Items from a data source:
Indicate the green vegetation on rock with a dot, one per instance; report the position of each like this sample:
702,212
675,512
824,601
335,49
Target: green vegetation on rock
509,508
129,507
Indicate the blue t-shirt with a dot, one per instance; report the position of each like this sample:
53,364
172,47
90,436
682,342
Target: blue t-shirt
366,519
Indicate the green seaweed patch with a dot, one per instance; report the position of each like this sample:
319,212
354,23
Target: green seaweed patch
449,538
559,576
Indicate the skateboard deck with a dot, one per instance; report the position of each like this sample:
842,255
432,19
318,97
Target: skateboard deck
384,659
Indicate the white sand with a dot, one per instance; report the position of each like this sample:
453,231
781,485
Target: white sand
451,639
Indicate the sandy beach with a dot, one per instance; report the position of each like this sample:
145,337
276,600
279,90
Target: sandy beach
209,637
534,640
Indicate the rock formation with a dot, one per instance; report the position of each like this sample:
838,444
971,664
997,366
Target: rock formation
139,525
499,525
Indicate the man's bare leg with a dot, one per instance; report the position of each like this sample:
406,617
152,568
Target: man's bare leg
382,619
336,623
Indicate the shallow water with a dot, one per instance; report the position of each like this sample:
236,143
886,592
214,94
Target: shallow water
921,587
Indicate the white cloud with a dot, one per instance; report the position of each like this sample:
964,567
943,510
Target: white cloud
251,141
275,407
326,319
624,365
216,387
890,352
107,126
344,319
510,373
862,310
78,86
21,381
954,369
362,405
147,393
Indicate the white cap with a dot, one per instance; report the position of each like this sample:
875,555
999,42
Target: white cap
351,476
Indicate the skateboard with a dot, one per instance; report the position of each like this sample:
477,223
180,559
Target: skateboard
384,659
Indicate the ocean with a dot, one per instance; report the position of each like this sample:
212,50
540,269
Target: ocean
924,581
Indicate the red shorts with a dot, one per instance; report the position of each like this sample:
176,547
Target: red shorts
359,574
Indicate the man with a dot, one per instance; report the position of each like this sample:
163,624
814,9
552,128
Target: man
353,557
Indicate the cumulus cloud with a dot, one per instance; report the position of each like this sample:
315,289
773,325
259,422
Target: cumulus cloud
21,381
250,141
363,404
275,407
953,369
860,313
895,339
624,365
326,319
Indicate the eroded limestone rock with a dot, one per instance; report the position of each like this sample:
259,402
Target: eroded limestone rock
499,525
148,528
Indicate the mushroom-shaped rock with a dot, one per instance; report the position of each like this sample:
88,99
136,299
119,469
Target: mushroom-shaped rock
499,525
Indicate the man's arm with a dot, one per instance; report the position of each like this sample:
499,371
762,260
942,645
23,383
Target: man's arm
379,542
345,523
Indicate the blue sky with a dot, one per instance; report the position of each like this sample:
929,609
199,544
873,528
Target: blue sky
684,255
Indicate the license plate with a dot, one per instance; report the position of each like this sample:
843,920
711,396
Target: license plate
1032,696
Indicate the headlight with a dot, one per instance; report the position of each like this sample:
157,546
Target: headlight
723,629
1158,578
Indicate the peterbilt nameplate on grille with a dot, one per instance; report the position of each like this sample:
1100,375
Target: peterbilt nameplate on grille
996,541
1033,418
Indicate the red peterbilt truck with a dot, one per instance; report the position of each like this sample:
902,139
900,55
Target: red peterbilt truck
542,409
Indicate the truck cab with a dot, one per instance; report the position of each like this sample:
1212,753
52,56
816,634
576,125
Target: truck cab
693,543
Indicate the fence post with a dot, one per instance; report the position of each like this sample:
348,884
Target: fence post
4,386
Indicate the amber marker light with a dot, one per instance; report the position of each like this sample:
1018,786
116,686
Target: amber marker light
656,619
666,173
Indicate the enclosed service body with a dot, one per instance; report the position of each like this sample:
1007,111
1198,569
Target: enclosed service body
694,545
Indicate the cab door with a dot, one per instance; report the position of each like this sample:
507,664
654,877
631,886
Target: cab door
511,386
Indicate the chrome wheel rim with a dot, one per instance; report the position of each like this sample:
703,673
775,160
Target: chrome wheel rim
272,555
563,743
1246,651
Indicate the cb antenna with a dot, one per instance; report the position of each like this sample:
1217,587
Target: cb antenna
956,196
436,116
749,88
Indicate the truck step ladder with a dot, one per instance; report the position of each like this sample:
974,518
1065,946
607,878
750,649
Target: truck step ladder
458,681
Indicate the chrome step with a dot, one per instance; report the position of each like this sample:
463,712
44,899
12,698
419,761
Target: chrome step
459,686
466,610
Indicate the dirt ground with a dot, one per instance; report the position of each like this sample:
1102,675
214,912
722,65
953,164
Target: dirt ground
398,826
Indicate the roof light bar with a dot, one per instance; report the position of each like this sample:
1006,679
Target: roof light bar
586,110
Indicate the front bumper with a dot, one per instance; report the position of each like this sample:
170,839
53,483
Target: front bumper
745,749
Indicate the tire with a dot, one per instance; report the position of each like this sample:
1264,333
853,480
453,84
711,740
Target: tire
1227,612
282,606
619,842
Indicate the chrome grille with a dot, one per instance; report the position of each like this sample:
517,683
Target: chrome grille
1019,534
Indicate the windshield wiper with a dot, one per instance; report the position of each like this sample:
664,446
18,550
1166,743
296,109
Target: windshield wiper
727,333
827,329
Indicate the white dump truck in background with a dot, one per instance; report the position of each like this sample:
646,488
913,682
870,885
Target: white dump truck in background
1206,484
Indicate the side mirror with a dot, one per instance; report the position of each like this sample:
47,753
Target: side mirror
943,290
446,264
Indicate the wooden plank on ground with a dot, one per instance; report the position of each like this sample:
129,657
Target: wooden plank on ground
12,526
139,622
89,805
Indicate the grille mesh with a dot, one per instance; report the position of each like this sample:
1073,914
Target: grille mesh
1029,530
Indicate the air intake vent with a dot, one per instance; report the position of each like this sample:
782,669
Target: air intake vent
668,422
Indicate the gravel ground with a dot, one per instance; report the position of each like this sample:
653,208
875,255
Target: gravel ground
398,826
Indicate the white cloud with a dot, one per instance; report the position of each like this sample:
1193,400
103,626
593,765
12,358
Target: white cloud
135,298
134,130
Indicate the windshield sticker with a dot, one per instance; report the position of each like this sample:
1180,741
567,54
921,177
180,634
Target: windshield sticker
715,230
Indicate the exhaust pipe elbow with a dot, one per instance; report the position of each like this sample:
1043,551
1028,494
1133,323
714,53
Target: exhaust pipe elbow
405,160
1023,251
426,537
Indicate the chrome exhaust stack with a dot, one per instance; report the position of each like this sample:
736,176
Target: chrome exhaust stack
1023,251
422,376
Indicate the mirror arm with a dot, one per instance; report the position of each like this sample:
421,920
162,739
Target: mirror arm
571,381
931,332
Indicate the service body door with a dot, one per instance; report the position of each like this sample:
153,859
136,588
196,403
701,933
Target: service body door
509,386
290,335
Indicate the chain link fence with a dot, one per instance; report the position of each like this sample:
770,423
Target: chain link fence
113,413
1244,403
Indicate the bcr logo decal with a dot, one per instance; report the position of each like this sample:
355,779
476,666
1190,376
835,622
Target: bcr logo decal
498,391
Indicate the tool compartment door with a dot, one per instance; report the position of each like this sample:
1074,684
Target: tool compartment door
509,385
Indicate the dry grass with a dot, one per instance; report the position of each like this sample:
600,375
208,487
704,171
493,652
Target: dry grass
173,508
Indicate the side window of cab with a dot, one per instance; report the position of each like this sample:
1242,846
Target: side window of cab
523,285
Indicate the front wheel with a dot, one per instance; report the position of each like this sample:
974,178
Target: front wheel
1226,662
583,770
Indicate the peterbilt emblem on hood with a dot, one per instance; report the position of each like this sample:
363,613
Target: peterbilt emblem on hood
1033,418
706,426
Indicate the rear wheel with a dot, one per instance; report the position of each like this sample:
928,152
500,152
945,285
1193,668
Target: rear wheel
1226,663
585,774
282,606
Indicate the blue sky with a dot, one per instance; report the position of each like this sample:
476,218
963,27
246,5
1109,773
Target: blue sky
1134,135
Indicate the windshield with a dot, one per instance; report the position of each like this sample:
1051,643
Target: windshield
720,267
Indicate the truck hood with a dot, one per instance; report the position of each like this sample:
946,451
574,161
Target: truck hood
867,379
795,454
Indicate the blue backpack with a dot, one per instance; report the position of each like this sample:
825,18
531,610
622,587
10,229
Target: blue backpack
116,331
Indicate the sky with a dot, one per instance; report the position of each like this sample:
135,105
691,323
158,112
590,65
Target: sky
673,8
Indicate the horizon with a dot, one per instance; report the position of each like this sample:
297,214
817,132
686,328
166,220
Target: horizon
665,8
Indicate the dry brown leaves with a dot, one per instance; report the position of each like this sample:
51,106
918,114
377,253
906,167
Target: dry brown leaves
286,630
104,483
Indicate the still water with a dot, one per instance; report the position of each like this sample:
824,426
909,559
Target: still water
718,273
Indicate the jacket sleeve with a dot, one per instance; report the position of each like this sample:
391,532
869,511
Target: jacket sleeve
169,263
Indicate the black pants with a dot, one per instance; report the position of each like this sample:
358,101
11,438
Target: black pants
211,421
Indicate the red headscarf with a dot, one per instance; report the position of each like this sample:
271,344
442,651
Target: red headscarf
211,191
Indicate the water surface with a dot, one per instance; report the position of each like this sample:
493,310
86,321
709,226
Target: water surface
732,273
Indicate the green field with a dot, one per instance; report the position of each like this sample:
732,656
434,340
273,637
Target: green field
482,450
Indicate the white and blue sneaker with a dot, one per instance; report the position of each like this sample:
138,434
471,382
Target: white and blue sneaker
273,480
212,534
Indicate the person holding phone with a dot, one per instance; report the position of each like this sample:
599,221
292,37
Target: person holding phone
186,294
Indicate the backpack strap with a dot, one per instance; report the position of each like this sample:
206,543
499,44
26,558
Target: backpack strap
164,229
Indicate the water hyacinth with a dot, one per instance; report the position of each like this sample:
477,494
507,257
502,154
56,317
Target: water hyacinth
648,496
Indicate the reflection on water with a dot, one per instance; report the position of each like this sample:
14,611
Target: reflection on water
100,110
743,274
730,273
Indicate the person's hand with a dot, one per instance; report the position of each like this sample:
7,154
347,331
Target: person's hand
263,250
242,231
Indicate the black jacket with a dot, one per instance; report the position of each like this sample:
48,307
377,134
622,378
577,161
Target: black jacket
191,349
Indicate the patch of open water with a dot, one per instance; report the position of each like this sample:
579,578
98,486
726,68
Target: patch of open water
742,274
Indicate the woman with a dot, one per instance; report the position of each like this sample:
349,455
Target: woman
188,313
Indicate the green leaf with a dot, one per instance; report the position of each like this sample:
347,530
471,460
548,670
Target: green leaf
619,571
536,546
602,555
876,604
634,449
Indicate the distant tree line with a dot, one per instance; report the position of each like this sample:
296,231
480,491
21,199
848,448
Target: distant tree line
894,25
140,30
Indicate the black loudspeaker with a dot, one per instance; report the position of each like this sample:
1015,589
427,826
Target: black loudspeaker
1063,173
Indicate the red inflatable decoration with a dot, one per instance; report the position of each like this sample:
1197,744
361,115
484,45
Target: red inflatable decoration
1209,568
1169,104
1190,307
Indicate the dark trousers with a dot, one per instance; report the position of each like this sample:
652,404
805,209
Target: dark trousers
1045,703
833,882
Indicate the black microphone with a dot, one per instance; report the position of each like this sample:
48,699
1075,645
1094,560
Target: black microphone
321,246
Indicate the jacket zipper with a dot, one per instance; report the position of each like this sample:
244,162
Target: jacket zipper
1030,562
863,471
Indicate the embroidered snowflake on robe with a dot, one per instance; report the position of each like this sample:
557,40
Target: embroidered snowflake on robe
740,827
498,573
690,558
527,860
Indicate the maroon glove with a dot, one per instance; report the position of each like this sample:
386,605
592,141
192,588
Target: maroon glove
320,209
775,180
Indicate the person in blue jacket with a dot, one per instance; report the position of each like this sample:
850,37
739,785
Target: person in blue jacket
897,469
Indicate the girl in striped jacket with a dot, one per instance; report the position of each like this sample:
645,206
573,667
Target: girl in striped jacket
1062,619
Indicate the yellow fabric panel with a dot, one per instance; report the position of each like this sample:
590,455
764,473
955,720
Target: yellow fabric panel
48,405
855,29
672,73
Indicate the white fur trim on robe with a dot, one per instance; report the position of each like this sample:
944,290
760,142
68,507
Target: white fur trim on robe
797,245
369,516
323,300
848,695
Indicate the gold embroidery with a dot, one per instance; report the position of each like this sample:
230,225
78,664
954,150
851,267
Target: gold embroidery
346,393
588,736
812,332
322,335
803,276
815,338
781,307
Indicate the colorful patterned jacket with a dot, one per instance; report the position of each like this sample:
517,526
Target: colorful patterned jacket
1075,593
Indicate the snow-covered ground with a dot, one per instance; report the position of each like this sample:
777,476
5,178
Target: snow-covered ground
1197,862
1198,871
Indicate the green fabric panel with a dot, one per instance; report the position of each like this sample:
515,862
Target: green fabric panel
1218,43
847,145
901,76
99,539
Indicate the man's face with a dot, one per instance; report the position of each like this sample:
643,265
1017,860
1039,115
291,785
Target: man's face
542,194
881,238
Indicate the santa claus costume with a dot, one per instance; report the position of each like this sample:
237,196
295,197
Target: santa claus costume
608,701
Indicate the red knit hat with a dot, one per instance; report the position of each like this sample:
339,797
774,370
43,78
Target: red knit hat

■ Exercise objective
If a line in the data contains the string "knit", count it, then give the total and nothing else.

■ Result for this task
2